### Written instruction:
Below is a block of records; repeat each one exactly.

---

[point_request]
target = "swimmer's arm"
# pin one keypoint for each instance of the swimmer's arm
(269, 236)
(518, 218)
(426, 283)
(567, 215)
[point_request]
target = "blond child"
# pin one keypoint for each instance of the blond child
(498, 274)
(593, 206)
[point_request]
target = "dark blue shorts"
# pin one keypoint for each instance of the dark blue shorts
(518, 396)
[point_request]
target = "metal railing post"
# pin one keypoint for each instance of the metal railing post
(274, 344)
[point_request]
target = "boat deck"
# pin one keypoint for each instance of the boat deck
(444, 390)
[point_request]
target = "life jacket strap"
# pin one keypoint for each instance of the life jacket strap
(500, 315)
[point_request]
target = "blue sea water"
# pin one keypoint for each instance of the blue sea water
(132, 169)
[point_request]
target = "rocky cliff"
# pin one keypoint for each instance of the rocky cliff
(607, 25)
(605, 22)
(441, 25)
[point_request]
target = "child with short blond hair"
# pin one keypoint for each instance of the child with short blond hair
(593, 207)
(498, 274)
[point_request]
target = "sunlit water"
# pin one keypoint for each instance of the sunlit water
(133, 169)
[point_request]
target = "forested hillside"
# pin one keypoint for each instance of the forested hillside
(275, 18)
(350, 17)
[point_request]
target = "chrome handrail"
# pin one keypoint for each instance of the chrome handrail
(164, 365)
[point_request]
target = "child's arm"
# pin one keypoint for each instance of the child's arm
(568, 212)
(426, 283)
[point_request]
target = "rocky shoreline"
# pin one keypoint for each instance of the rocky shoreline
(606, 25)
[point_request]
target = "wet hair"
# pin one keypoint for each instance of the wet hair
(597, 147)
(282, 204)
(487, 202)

---

### Right answer:
[point_request]
target = "swimmer's arm"
# pin one keypoint for each instance of the swimmer's arm
(269, 236)
(518, 218)
(426, 283)
(567, 215)
[point_request]
target = "blond child"
# pin one keypoint for each instance of the blond child
(498, 274)
(593, 206)
[point_request]
target = "dark blue shorts"
# pin one keypoint for each instance of the dark blue shorts
(518, 396)
[point_request]
target = "metal railing post"
# pin one keypoint for each instance of the metal railing post
(274, 344)
[point_request]
target = "boat deck"
# pin one keypoint for each instance of the boat deck
(444, 390)
[point_request]
target = "life jacket strap"
# pin one keypoint for each instance of the life jacket strap
(500, 315)
[point_request]
target = "blue sea water"
# pin one keypoint for each instance of the blue sea water
(132, 169)
[point_request]
target = "rocky cliff"
# pin one keypoint for each instance of the rocky cliff
(607, 25)
(605, 22)
(441, 25)
[point_request]
target = "child with short blond hair"
# pin one keypoint for each instance of the child with short blond hair
(593, 207)
(498, 274)
[point_request]
target = "sunlit water"
# pin one keypoint for each instance of the sunlit water
(133, 169)
[point_request]
target = "forested hillside"
# pin one keypoint for each instance of the forested hillside
(275, 18)
(350, 17)
[point_request]
target = "chrome handrail"
# pin one keypoint for each instance of the chrome handrail
(164, 365)
[point_request]
target = "child's arm"
# pin one keypoint for each instance of the child's arm
(568, 212)
(426, 283)
[point_request]
target = "rocky shoreline"
# pin one keypoint for each instance of the rocky shoreline
(606, 25)
[point_request]
target = "wet hair"
# pin one keypoint for each instance of the wet hair
(597, 147)
(282, 204)
(487, 202)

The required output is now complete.